# Extrait choisi
● ● ●
Fils : Mais toutes les
années il faut refaire, renouveler le même Bon-Dieu
coolie pour la personne, sinon le jour où elle ne renouvelle
pas le Bon-Dieu coolie, elle tombe! Tu vois, c’est un genre
d’engagement. Tu es obligé de le renouveler, du moment
que tu as fait le pas eh bien c’est la ruine. (...). Mais
il y a «coolie» et «coolie»! Il y a des
coolies qui ne sont pas coolies! Mais il y a des coolies qui sont...
Ceux qui ont vraiment la culture eh bien ils sont mystiques!
Mère : Et ces
gens-là ne participent pas à l’église
hein Ils se marient entre eux! (...) Ils font leurs mariages chez
eux...
Fils : Les coolies c’est
un peu... les coolies c’est les coolies! (...) Tu vois?
Mais ils sont avec tout le monde! Mais leur mouvement de Dieu
tout, ça c’est eux-mêmes!
● ● ●
# Données fournies
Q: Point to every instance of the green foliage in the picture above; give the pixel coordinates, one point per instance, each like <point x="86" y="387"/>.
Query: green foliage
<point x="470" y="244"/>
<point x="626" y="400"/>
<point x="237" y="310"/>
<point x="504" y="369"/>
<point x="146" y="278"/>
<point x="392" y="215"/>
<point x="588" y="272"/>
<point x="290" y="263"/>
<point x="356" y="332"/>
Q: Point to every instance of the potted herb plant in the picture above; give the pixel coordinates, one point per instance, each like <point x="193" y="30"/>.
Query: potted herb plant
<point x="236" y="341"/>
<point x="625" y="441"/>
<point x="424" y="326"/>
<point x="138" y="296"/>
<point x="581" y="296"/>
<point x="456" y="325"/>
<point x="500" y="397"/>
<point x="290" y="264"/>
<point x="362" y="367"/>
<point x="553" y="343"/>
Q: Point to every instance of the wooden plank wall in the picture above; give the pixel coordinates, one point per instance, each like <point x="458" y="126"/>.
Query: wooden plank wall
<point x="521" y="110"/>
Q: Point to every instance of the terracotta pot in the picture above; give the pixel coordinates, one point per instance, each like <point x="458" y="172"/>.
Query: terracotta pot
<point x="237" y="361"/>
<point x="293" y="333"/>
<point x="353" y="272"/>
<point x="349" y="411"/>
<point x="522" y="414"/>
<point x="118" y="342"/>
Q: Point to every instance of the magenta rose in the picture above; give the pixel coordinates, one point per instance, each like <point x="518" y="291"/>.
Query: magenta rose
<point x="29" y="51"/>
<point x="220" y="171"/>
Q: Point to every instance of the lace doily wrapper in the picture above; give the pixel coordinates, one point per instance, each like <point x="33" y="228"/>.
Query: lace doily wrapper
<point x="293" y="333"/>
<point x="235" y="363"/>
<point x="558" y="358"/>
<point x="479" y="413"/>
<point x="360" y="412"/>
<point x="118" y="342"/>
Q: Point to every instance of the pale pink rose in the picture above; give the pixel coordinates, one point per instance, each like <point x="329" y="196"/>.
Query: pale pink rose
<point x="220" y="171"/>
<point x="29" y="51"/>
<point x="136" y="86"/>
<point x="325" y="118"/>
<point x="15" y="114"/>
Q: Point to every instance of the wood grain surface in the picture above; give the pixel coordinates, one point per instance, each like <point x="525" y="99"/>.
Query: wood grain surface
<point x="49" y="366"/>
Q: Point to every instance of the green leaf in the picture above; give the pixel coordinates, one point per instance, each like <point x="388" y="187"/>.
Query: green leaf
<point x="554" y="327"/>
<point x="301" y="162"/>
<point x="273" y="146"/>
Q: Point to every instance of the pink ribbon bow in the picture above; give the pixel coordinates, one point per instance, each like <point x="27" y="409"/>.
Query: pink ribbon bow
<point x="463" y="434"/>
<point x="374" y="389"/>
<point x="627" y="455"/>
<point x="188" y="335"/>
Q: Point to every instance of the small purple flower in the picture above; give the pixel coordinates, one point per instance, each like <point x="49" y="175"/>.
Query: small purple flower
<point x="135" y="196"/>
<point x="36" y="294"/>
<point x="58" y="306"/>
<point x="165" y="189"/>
● ● ●
# Court exercice 1
Recopiez l'extrait d'entretien entre « Fils : Mais » et « coolies qui sont... », ces deux passages compris.
# Court exercice 2
Poursuivez l'extrait d'entretien sur les coolies à partir de l'endroit où il s'arrête.

# Réponse attendue 1
Fils : Mais toutes les
années il faut refaire, renouveler le même Bon-Dieu
coolie pour la personne, sinon le jour où elle ne renouvelle
pas le Bon-Dieu coolie, elle tombe! Tu vois, c’est un genre
d’engagement. Tu es obligé de le renouveler, du moment
que tu as fait le pas eh bien c’est la ruine. (...). Mais
il y a «coolie» et «coolie»! Il y a des
coolies qui ne sont pas coolies! Mais il y a des coolies qui sont...

# Réponse attendue 2
Si ce jeune homme propose une vision plus nuancée, sa mère
en revanche revient à deux reprises sur la non-participation
des Indiens à la religion catholique, ce qui lui semble être
visiblement un bon critère de définition des membres
de ce groupe. Une première fois négativement, en nous
disant que certains Indiens font partie de l’Église
et sont chrétiens, à la différence de ceux
qui sont restés fidèles à leur culte qui se
livrent aux cérémonies du Bon-Dieu coolie, et une
seconde fois en insistant sur le fait que ces derniers se marient
entre eux en dehors de cette même Église.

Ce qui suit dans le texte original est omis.